#### RECORDS SHOWN

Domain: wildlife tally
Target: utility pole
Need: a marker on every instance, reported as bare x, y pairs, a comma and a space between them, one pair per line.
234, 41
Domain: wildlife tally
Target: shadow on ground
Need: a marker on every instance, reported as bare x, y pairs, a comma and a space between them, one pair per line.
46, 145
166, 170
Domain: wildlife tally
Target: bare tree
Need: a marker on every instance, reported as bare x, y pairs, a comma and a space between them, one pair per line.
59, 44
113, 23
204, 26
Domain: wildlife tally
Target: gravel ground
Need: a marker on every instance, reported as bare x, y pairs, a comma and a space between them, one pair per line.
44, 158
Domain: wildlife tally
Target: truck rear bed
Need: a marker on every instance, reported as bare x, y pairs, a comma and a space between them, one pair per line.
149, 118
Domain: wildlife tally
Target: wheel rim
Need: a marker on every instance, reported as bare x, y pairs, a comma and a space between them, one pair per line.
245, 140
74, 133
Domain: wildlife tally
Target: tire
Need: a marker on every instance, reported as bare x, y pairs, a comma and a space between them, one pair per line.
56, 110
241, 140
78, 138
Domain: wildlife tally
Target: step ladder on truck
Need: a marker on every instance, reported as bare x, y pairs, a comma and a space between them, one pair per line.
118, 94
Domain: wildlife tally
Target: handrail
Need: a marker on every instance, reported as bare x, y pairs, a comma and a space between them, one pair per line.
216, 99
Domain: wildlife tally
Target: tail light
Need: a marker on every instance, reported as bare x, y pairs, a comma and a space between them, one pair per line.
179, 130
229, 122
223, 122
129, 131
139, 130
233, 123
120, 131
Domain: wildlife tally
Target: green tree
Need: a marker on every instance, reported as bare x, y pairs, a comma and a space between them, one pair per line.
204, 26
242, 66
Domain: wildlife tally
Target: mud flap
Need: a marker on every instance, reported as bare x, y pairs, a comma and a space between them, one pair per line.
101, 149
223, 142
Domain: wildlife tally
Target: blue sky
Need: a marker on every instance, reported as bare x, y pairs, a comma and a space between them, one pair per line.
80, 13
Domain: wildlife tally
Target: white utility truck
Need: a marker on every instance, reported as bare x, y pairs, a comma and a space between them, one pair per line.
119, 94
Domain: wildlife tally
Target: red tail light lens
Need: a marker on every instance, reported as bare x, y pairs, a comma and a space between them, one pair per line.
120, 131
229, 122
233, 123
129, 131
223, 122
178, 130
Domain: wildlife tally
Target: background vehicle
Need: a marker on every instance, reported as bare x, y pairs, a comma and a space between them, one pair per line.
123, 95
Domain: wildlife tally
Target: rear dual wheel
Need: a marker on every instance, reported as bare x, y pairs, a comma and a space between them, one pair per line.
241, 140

#### THE TASK
Find every line in the records that uses the string "tail", then copy it.

#### THE ANSWER
Target: tail light
Target: red tail light lens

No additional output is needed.